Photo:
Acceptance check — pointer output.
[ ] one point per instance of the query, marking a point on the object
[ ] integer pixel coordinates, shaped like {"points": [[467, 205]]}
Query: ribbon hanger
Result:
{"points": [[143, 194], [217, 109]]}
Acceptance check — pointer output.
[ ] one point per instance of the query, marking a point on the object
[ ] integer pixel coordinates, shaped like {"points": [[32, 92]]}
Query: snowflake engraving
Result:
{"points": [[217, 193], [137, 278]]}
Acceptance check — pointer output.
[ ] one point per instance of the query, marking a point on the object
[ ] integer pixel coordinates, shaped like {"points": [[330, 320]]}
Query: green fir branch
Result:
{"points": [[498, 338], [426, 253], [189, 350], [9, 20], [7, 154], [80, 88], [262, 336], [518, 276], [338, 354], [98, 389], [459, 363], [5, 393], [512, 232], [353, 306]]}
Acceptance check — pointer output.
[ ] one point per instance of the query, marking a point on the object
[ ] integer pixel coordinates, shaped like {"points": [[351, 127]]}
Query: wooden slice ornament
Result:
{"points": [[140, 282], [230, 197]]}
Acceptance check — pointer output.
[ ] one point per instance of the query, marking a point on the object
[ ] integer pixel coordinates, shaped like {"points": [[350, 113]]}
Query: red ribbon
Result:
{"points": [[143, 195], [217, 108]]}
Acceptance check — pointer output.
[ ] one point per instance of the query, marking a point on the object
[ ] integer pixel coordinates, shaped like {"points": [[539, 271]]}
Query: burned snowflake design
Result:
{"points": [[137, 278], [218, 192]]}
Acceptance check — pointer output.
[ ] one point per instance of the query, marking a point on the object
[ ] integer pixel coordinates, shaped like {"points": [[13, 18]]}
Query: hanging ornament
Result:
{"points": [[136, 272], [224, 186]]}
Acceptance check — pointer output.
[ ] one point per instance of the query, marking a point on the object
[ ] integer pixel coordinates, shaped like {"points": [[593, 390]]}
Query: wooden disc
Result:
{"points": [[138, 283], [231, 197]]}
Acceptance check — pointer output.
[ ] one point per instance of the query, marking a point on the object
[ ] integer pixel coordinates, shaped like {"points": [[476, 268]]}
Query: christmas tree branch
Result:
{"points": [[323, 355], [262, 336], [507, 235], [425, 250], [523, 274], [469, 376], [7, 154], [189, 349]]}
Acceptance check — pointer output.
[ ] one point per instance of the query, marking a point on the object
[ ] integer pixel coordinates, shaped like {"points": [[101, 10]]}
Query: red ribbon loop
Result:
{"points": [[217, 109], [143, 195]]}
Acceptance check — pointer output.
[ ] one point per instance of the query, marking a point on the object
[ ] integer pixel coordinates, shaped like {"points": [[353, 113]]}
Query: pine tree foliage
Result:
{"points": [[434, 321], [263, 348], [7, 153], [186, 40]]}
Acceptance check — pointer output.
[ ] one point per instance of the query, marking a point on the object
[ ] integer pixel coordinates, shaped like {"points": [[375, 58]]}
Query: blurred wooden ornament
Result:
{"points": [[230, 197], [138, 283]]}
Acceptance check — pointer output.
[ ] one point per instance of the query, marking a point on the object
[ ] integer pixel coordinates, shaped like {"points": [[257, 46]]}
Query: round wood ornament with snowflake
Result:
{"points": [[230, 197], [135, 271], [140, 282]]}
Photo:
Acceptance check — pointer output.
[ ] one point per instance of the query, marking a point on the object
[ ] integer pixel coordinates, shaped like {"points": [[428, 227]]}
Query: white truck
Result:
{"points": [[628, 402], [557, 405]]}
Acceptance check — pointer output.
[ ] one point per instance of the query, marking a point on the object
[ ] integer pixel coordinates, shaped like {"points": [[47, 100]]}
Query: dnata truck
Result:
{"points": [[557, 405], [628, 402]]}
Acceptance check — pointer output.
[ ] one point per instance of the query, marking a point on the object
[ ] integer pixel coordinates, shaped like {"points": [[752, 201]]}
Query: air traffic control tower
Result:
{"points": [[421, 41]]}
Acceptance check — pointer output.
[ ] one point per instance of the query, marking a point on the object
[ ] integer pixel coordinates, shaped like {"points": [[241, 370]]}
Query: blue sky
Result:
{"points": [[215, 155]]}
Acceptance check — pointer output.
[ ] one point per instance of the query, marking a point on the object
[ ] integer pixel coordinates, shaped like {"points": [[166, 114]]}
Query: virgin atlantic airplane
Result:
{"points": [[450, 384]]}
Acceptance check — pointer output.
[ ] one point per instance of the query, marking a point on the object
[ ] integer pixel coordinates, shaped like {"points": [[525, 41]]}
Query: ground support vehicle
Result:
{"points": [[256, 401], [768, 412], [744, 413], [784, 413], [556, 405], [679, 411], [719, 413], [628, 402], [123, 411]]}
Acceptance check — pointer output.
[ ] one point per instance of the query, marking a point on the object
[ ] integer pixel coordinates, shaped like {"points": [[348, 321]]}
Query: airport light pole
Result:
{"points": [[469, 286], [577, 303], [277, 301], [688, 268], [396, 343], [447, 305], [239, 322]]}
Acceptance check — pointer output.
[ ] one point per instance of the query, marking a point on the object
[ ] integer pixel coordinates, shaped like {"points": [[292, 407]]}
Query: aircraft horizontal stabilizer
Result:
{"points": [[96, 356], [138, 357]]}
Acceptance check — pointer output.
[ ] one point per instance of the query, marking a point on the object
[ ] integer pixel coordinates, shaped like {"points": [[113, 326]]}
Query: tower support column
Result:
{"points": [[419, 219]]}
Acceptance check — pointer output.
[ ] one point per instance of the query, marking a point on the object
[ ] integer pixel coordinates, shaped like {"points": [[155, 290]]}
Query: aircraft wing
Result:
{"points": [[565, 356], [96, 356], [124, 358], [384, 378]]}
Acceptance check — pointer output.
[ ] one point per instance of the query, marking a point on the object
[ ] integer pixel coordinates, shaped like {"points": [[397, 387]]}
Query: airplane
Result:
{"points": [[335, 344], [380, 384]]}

★ ★ ★

:: Written task ::
Retype the listing exactly, in full.

:: Output of the exercise ::
Photo:
Acceptance check — pointer output.
[ ] one point per instance of the query, marking a point on the object
[ ] integer pixel coordinates, shaped like {"points": [[467, 205]]}
Query: ribbon hanger
Result:
{"points": [[143, 194], [217, 109]]}
Acceptance check — pointer output.
[ ] one point per instance of the query, marking a point on the object
[ ] integer pixel coordinates, shaped like {"points": [[32, 92]]}
Query: snowflake engraving
Result:
{"points": [[217, 193], [137, 278]]}
Acceptance check — pointer output.
[ ] one point per instance of the query, marking a point on the object
[ ] integer pixel coordinates, shaped like {"points": [[330, 320]]}
Query: green fir branch
Result:
{"points": [[498, 338], [426, 253], [189, 350], [9, 20], [7, 154], [80, 88], [262, 336], [518, 276], [338, 354], [98, 389], [459, 363], [5, 393], [512, 232], [353, 306]]}
Acceptance check — pointer output.
[ ] one point per instance of the query, marking a point on the object
[ ] integer pixel coordinates, shaped like {"points": [[351, 127]]}
Query: wooden slice ornament
Result:
{"points": [[140, 282], [230, 197]]}
Acceptance check — pointer output.
[ ] one point per instance of the query, marking a point on the object
[ ] integer pixel coordinates, shaped like {"points": [[350, 113]]}
Query: red ribbon
Result:
{"points": [[143, 195], [217, 108]]}
Acceptance check — pointer output.
[ ] one point per instance of the query, marking a point on the object
[ ] integer pixel coordinates, shaped like {"points": [[539, 271]]}
Query: burned snowflake design
Result:
{"points": [[137, 278], [218, 192]]}
Acceptance check — pointer output.
[ ] one point per instance of the query, marking a point on the object
[ ] integer pixel coordinates, shaped like {"points": [[13, 18]]}
Query: hanging ornament
Result:
{"points": [[136, 272], [224, 186]]}
Acceptance check — pointer output.
[ ] one point per instance of the query, marking a point on the object
[ ] integer pixel coordinates, shaped like {"points": [[593, 390]]}
Query: wooden disc
Result:
{"points": [[138, 283], [231, 197]]}
Acceptance check — pointer output.
[ ] one point per instance of the query, marking a point on the object
[ ] integer pixel coordinates, shaped like {"points": [[476, 268]]}
Query: christmas tree branch
Result:
{"points": [[323, 355], [262, 336], [507, 235], [425, 250], [523, 274], [469, 376], [7, 154], [189, 349]]}
Acceptance check — pointer output.
[ ] one point per instance of the query, marking a point on the object
[ ] integer pixel coordinates, shaped like {"points": [[101, 10]]}
Query: red ribbon loop
Result:
{"points": [[217, 109], [143, 195]]}
Acceptance check — pointer output.
[ ] one point per instance of the query, marking a point on the object
[ ] integer pixel coordinates, shaped like {"points": [[353, 113]]}
Query: pine tree foliage
Result:
{"points": [[434, 321], [263, 348], [7, 153], [186, 40]]}
Acceptance check — pointer output.
[ ] one point per instance of the query, marking a point on the object
[ ] integer pixel coordinates, shaped like {"points": [[375, 58]]}
Query: blurred wooden ornament
Result:
{"points": [[230, 197], [138, 283]]}
Acceptance check — pointer output.
[ ] one point per instance of the query, marking a point on the object
[ ] integer pixel coordinates, shaped like {"points": [[257, 46]]}
Query: round wood ornament with snowflake
Result:
{"points": [[230, 197], [135, 271], [140, 282]]}
Photo:
Acceptance check — pointer output.
[ ] one point per instance of the query, marking a point on the object
[ ] integer pixel coordinates, shaped like {"points": [[428, 227]]}
Query: white truck
Result:
{"points": [[628, 402], [557, 405]]}
Acceptance check — pointer output.
[ ] one point per instance of the query, marking a point on the object
[ ] integer pixel coordinates, shaped like {"points": [[47, 100]]}
Query: dnata truck
Result:
{"points": [[557, 405], [628, 402]]}
Acceptance check — pointer output.
[ ] one point per instance of the query, marking a point on the object
[ ] integer pixel coordinates, shaped like {"points": [[752, 201]]}
Query: air traffic control tower
Result:
{"points": [[421, 41]]}
Acceptance check — pointer output.
[ ] one point per instance of the query, marking a point on the object
[ ] integer pixel coordinates, shaped like {"points": [[241, 370]]}
Query: blue sky
Result:
{"points": [[215, 155]]}
Acceptance check — pointer output.
[ ] one point per instance of the query, marking a point on the object
[ ] integer pixel coordinates, shaped like {"points": [[166, 114]]}
Query: virgin atlantic airplane
Result:
{"points": [[450, 384]]}
Acceptance check — pointer output.
[ ] one point per instance of the query, marking a point on the object
[ ] integer pixel coordinates, shaped like {"points": [[525, 41]]}
Query: ground support vehicle
Result:
{"points": [[256, 401], [768, 412], [744, 413], [784, 413], [556, 405], [679, 411], [719, 413], [628, 402], [123, 411]]}
Acceptance check — pointer output.
[ ] one point per instance of the query, marking a point on the object
[ ] integer pixel coordinates, shaped like {"points": [[348, 321]]}
Query: airport light pole
Result:
{"points": [[469, 286], [577, 303], [277, 301], [688, 268], [396, 343], [447, 305], [239, 322]]}
Acceptance check — pointer output.
[ ] one point per instance of the query, marking a point on the object
[ ] integer pixel coordinates, shaped like {"points": [[292, 407]]}
Query: aircraft horizontal stabilizer
Result:
{"points": [[96, 356], [138, 357]]}
Acceptance check — pointer output.
[ ] one point per instance of the query, marking a point on the object
[ ] integer pixel coordinates, shaped like {"points": [[113, 326]]}
Query: tower support column
Result:
{"points": [[419, 219]]}
Acceptance check — pointer output.
[ ] one point per instance of the query, marking a point on the object
[ ] integer pixel coordinates, shaped like {"points": [[155, 290]]}
Query: aircraft wing
Result:
{"points": [[565, 356], [96, 356], [124, 358], [384, 378]]}
Acceptance check — pointer output.
[ ] one point per instance of the query, marking a point on the object
[ ] integer pixel coordinates, shaped like {"points": [[397, 387]]}
Query: airplane
Result:
{"points": [[335, 344], [380, 384]]}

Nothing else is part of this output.